■ **THE PROBLEM**:
Answer these from the lazy pipelines tutorial below:
(a) Which two sample files does the setup section say the tutorial uses?
(b) What do you get back when you call lazy(table)?
(c) How many intermediate tables does an eager pipeline with five steps create in memory?

■ **EXTRACT**:
══════

Lazy Pipelines
Build complex queries that defer execution until you actually need the results.
What you'll learn
- The difference between eager and lazy evaluation for table operations
- Creating lazy tables with
lazy() - Chaining
.where(),.select(),.sortBy(),.limit(), and.derive()on lazy tables - Two ways to materialize results:
collect()and|> collect() - Transitioning from lazy to eager with
groupBy - Composing reusable base queries with functions
- Iterating over lazy results directly with
for
Setup
This tutorial uses the employees.csv and sales.csv sample files from the Data Tutorials index.
Lazy vs eager evaluation
Every table function you have used so far -- tableWhere(), tableSelect(), tableSortBy() -- is eager. It processes every row the moment you call it, producing a new table immediately.
Lazy evaluation flips this around. When you call lazy(table), you get back a query plan -- a lightweight description of what to do. Chained methods like .where() and .select() add steps to the plan without touching any data. Nothing actually runs until you materialize the query by calling collect() or iterating over it.
Why does this matter?
- Fewer intermediate tables. An eager pipeline with five steps creates five intermediate tables in memory. A lazy pipeline builds the plan first and executes it in a single pass.

══════

■ **GIVEN DATA**:
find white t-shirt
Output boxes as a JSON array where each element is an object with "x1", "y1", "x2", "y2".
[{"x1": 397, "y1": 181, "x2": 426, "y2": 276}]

══════

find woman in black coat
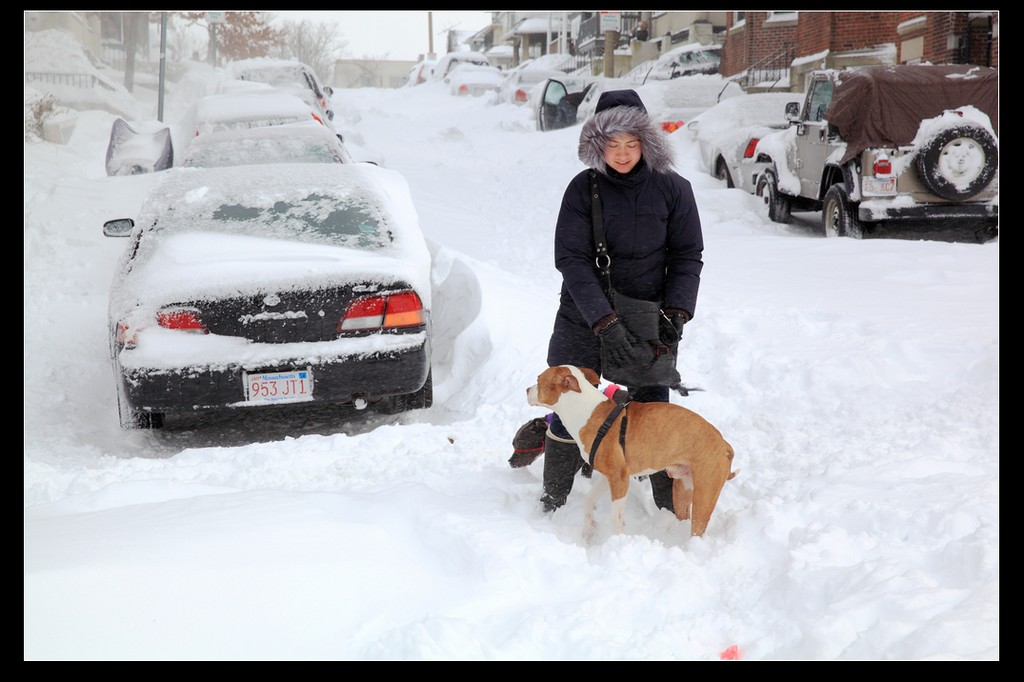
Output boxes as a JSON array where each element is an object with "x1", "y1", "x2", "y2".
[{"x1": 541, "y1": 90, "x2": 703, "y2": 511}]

══════

■ **OUTPUT FOR THIS TASK**:
(a) employees.csv and sales.csv
(b) A query plan, a lightweight description of what to do
(c) Five